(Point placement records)

----

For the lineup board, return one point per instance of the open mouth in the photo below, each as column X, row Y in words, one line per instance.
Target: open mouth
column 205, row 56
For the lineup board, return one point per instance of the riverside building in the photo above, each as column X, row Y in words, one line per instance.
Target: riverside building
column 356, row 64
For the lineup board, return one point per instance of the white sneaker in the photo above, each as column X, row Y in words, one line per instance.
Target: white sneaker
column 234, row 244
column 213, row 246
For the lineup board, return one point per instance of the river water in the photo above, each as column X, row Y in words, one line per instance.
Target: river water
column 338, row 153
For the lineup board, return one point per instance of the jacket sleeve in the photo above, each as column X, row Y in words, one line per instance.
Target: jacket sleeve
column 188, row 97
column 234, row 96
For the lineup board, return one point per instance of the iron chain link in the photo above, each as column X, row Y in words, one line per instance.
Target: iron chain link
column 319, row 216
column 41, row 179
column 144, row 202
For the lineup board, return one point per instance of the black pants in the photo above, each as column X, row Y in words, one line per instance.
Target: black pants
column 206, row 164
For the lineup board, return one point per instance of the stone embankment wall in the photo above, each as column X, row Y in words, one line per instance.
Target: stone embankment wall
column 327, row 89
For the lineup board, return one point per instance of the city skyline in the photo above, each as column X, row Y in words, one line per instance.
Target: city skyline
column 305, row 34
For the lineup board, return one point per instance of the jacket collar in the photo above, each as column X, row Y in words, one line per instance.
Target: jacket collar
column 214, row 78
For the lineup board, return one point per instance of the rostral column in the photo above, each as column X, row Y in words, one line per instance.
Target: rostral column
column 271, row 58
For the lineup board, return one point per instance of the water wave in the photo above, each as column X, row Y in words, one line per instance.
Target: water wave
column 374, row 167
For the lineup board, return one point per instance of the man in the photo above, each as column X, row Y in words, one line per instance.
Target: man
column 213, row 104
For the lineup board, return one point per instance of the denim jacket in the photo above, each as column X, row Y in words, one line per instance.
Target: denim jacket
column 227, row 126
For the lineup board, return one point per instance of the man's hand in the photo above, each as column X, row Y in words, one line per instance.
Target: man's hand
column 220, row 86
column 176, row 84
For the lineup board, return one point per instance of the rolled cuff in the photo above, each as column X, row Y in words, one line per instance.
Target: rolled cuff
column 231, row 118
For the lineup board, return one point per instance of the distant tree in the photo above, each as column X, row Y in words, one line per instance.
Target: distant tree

----

* [Task]:
Write out the material above again, swapping each "lineup board" for "roster display" and leaving every other word untouched.

* [Result of this exercise]:
For the roster display, return one point per instance of the open mouth in the photo below, each as column X, row Y in words, one line per instance.
Target: open mouth
column 205, row 56
For the roster display, return one point per instance of the riverside building in the photo above, each as column X, row Y in words, one line per instance.
Target: riverside building
column 356, row 64
For the roster display, return one point per instance of the white sneaker in the photo above, each as column X, row Y in words, one line per instance.
Target: white sneaker
column 234, row 244
column 213, row 246
For the roster display, return one point per instance of the river water in the photo above, each as column X, row Y in words, one line per instance.
Target: river water
column 338, row 153
For the roster display, return one point per instance of the jacket sleeve in the photo above, each as column X, row Y in words, one line per instance.
Target: jacket sleeve
column 188, row 97
column 234, row 96
For the roster display, return one point per instance of the iron chain link in the photo above, each as column X, row Y in words, one line per instance.
Target: iron chain link
column 319, row 216
column 41, row 179
column 144, row 202
For the roster display, return one point per instance of the black pants in the photo above, each as column X, row Y in words, one line per instance.
Target: black pants
column 206, row 164
For the roster display, return one point per instance of the stone embankment wall in the photo above, each as column X, row Y in words, one line per instance.
Target: stone embankment wall
column 327, row 89
For the roster display, return one point per instance of the city skyline in the photo above, each as column X, row Y in words, one line per instance.
Target: city skyline
column 305, row 34
For the roster display, return one point per instance of the jacket collar in the photo above, each as column X, row Y in words, one line per instance.
Target: jacket collar
column 214, row 78
For the roster display, return one point per instance of the rostral column in the photo above, each as column X, row Y in words, one line per instance.
Target: rostral column
column 271, row 58
For the roster display, return one point per instance of the water wave in the photo above, each as column X, row Y in words, one line per instance.
Target: water wave
column 374, row 167
For the roster display, return one point per instance of the man in the photo above, each as column X, row Y in words, one line per instance.
Target: man
column 213, row 104
For the roster display, return one point per instance of the denim jacket in the photo above, each as column X, row Y in words, one line per instance.
Target: denim jacket
column 227, row 126
For the roster display, return one point per instance of the man's hand in the photo above, each as column X, row Y in words, one line per instance.
Target: man's hand
column 220, row 86
column 176, row 84
For the roster display, return one point per instance of the rolled cuff in the photo above, each as column X, row Y in words, one line per instance.
Target: rolled cuff
column 231, row 118
For the roster display, return one point per instance of the distant tree in the photo above, each as column X, row Y in words, one line per instance.
Target: distant tree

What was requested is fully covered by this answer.